[Required task] Repeat every line exactly, keeping the pictures out of the copy.

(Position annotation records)
-*-
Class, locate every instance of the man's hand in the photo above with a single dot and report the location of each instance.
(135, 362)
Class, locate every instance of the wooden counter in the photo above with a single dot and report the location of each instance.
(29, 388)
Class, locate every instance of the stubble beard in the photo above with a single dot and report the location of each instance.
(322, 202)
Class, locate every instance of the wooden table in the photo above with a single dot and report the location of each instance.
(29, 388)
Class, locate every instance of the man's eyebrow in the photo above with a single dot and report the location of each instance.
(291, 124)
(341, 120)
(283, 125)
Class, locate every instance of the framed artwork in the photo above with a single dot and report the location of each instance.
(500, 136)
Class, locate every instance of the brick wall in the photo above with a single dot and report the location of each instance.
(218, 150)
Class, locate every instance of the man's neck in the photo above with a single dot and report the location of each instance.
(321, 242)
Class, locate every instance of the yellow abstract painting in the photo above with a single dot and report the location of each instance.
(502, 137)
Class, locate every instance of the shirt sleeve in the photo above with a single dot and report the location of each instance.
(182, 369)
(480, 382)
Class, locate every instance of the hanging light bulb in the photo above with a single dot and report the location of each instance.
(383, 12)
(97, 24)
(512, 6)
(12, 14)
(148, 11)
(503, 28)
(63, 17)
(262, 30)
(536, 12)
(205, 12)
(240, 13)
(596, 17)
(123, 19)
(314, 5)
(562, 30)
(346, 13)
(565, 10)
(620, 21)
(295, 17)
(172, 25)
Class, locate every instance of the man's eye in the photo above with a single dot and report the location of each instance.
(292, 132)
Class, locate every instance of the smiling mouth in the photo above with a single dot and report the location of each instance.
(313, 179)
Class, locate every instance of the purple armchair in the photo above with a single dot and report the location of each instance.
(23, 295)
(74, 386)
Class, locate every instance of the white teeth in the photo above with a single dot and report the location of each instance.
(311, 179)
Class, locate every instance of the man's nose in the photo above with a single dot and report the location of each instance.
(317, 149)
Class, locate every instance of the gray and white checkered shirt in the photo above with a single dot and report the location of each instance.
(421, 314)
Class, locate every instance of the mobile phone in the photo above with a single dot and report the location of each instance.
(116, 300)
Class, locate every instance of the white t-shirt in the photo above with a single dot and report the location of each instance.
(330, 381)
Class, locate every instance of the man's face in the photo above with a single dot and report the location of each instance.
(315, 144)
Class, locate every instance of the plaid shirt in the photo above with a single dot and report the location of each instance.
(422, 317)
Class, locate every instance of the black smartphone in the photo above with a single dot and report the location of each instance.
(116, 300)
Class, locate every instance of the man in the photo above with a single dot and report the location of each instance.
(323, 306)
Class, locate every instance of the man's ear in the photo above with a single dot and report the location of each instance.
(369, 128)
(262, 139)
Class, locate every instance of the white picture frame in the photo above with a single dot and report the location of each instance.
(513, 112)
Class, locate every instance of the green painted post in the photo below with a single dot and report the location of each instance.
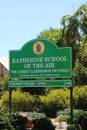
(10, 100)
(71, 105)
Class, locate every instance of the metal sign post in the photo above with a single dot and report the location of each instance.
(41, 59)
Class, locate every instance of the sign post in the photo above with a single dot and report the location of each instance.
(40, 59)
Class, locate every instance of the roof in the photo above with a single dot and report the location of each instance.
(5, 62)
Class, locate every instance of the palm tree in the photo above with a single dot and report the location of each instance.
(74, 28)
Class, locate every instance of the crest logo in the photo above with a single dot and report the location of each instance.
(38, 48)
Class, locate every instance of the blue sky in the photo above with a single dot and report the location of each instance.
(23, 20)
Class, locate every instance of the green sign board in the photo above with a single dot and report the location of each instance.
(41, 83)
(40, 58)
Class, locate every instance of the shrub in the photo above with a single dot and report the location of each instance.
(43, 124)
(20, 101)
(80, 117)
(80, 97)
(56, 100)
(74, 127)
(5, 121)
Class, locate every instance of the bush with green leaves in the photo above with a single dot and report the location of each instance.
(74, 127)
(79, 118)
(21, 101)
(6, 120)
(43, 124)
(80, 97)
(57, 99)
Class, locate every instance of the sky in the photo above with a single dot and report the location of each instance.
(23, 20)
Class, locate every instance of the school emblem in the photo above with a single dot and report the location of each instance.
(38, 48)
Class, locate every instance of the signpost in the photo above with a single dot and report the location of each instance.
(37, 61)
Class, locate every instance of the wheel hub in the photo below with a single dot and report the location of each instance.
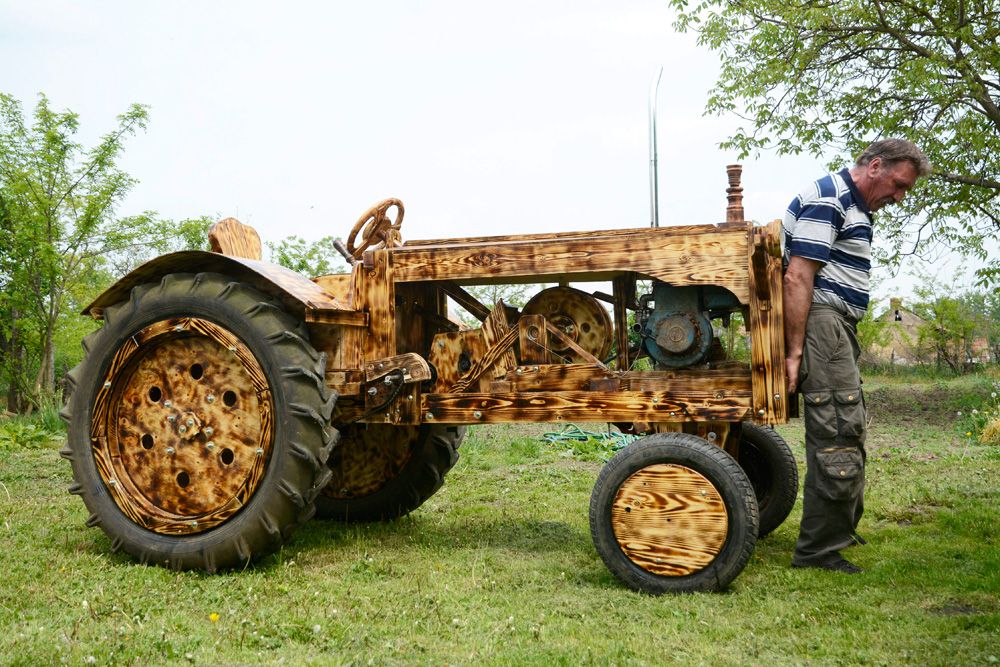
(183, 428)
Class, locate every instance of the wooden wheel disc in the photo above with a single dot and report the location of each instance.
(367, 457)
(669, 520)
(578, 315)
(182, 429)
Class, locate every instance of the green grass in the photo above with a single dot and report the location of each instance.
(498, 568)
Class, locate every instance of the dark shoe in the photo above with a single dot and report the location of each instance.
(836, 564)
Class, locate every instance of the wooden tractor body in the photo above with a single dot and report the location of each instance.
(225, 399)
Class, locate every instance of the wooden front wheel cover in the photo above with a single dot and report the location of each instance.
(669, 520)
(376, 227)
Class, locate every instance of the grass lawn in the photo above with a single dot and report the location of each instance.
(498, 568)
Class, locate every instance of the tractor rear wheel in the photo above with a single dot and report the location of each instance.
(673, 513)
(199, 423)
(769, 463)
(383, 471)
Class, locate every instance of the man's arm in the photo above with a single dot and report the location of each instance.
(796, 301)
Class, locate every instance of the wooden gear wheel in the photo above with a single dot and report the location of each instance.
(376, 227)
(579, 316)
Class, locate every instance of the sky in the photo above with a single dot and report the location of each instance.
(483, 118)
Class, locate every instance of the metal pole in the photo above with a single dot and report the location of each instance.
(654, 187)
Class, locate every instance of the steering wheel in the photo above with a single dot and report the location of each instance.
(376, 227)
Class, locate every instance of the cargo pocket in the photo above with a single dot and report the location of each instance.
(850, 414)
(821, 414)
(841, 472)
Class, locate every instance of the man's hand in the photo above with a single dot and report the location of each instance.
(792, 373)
-*-
[Solution]
Class, locate every instance of the man's hand in the photo above with a single dot and report the location of each instance.
(135, 362)
Class, locate every instance of the wooden counter in the photo above with a single dot and report the location of each instance.
(29, 388)
Class, locate every instance of the stubble beard in the photo above with a single dot and report the location of each instance.
(322, 202)
Class, locate every instance of the wooden table in the photo above with a single dot and report the location of each instance.
(29, 388)
Class, locate every instance of the man's eyebrow in the photo above with a single dot and report the location of each instance.
(291, 124)
(341, 120)
(283, 125)
Class, locate every instance of the framed artwork in the photo above with a single dot and report the location of each instance.
(500, 136)
Class, locate every instance of the brick wall in the photo above with a single dot and report the location of each instance.
(218, 150)
Class, locate every instance of the man's neck in the photo above with a single dot and report the location of each instance.
(321, 242)
Class, locate every instance of the yellow abstract painting in the photo above with a single dot and report the location of each instance.
(502, 137)
Class, locate every instance of the shirt sleeve in the photo above with a single dot and report the location of each instance.
(182, 369)
(480, 382)
Class, locate every instance of the hanging light bulb in the photo above with a single dot and report the location of each instance.
(383, 12)
(97, 24)
(512, 6)
(12, 14)
(148, 11)
(503, 28)
(63, 17)
(262, 30)
(536, 12)
(205, 12)
(240, 13)
(596, 17)
(123, 19)
(314, 5)
(562, 30)
(346, 13)
(565, 10)
(620, 21)
(295, 17)
(172, 25)
Class, locate every instance of the man's eye in the photo above with a single dot and report the location of each instance.
(292, 132)
Class, locate every instance of the smiling mouth in the photo above with a single dot and report the location of each instance.
(313, 179)
Class, locate every instance of the purple armchair in the photo above with a single dot and report the location of each instance.
(23, 295)
(74, 386)
Class, locate every instance of the white teeth in the photo above with a single dot and report the location of each instance.
(311, 179)
Class, locate every instance of the man's nose in the photo above with a single dot and report the location of each instance.
(317, 149)
Class, locate every instance of the gray and white checkered shirt in the photo above with a single dot and report the location of each instance.
(421, 314)
Class, locate every instance of the mobile phone in the photo above with a single dot and report the location of each instance.
(116, 300)
Class, locate every instance of the white t-shirt in the photo above with a single dot and report the location of each instance.
(330, 381)
Class, locate every instance of the man's face in the photo above with a single dot and report the location of each instance.
(315, 144)
Class, locate every instance of the plaid shirt in the photo above with a single dot and report the location of each instance.
(422, 317)
Class, locate every instance of the black smartphone in the photo above with a single dot and report the location of each instance.
(116, 300)
Class, locate every instance of the man in the photo above with a single dot and report the location of each instance.
(323, 306)
Class, locate every instance of the man's ear in the photo above with a single dot and report the location of each instance.
(369, 128)
(262, 139)
Class, locate every instance of the white picture frame in the photo above with a single dot and report the location of each instance.
(513, 112)
Class, locate every instance of the green painted post in the photo below with a single dot and report the location of each instance.
(10, 100)
(71, 105)
Class, locate every instance of the metal sign post in the photo above with a single dot and report the location of each instance.
(41, 59)
Class, locate every instance of the sign post in the photo above with a single dot and report the location of each instance.
(40, 59)
Class, locate every instance of the roof in the photo above with a single dot and report the location of each instance.
(5, 62)
Class, locate every instance of the palm tree in the photo above with a single dot and report the location of each instance.
(74, 28)
Class, locate every instance of the crest logo in the photo above with a single dot and report the location of each instance.
(38, 48)
Class, locate every instance of the blue sky in the photo above with a single dot and report the location of each instance.
(23, 20)
Class, locate every instance of the green sign board in the photo above with a single dot and report the location of each instance.
(41, 83)
(40, 58)
Class, locate every instance of the shrub in the photo above with a single dot and report the location of each instance.
(43, 124)
(20, 101)
(80, 117)
(80, 97)
(56, 100)
(74, 127)
(5, 121)
Class, locate every instance of the bush with green leaves in the photo above with a single dot and report the location of each instance.
(74, 127)
(79, 118)
(21, 101)
(6, 120)
(43, 124)
(80, 97)
(57, 99)
Class, locate every instance of the sky in the photo above with a single dot and report the location of each instance.
(23, 20)
Class, locate every instance of the school emblem in the photo above with a single dot and report the location of each instance.
(38, 48)
Class, locate every instance of the signpost in the photo above with a single dot and report the location of each instance.
(37, 61)
Class, locate every instance of the wheel hub in the photo below with a single dot and report the location of each instance.
(183, 428)
Class, locate every instance of the wooden wheel disc in the photo above with a single dot and report the location of each instance.
(367, 457)
(669, 520)
(578, 315)
(182, 429)
Class, locate every instance of the green grass in the photo above with a single dot and report the location of each instance.
(498, 568)
Class, locate every instance of the dark shoe in the photo above with a single dot and report the location of each instance.
(836, 564)
Class, locate every instance of the wooden tractor body in the photo above with a single dot and report the location of each instance.
(225, 399)
Class, locate every instance of the wooden front wheel cover in the photo above with a single dot and report the location of each instance.
(669, 520)
(376, 227)
Class, locate every instance of the grass lawn in the photo above with a single dot and report the location of each instance.
(498, 568)
Class, locate every instance of the tractor rear wheel in the photo above with a single dot and report the location of each instance.
(673, 513)
(199, 423)
(769, 463)
(383, 471)
Class, locate every instance of the man's arm in the photo above with a single dot and report the location of each instance.
(796, 301)
Class, locate every instance of the wooden gear wheel in the photo above with a single dot and report the location of each instance.
(376, 227)
(579, 316)
Class, locate every instance of the sky in the photo above with a single dot and report the location of each instance.
(483, 118)
Class, locate every instance of the metal pole in the photo above with a single dot and report the location of each instance.
(654, 187)
Class, locate every instance of the steering wheel in the photo above with a single dot and report the location of each instance.
(376, 227)
Class, locate every instance of the cargo pocket in the photo above with a single dot and report the location of each instance.
(850, 414)
(821, 414)
(841, 472)
Class, locate every instance of the man's hand in the photo above with a single dot and report the location of each instance.
(792, 373)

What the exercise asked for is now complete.